REQUEST: Can you rewrite the material below with "green field" swapped for "wheat field" throughout, leaving everything else unchanged?

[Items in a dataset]
++++++++++++++++++++

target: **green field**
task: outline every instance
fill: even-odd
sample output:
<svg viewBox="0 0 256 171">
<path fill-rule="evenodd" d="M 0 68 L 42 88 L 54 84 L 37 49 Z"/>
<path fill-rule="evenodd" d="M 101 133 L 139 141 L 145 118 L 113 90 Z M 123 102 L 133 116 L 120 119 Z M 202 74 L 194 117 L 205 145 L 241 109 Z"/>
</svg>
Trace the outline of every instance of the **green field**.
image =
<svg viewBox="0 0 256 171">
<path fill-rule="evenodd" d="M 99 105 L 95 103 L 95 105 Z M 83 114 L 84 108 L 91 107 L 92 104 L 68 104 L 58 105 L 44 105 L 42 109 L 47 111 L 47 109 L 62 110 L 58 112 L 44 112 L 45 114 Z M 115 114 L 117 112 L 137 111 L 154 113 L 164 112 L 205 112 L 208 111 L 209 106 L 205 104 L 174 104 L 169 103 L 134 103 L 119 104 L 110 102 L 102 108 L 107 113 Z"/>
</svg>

++++++++++++++++++++

OUTPUT FOR THIS TASK:
target: **wheat field**
task: outline every instance
fill: even-odd
sample output:
<svg viewBox="0 0 256 171">
<path fill-rule="evenodd" d="M 0 68 L 42 88 L 54 84 L 37 49 Z"/>
<path fill-rule="evenodd" d="M 101 133 L 139 141 L 145 118 L 113 90 Z M 123 102 L 133 116 L 120 119 Z M 202 74 L 194 117 L 205 145 L 241 109 Z"/>
</svg>
Trace the outline of every instance of the **wheat field**.
image =
<svg viewBox="0 0 256 171">
<path fill-rule="evenodd" d="M 99 105 L 95 103 L 95 105 Z M 83 114 L 84 108 L 91 107 L 92 104 L 68 104 L 58 105 L 44 105 L 42 109 L 47 111 L 47 109 L 62 110 L 58 112 L 44 112 L 45 114 Z M 115 114 L 117 112 L 137 111 L 154 113 L 164 112 L 205 112 L 208 111 L 209 106 L 205 104 L 174 104 L 169 103 L 134 103 L 119 104 L 110 102 L 102 108 L 107 113 Z"/>
</svg>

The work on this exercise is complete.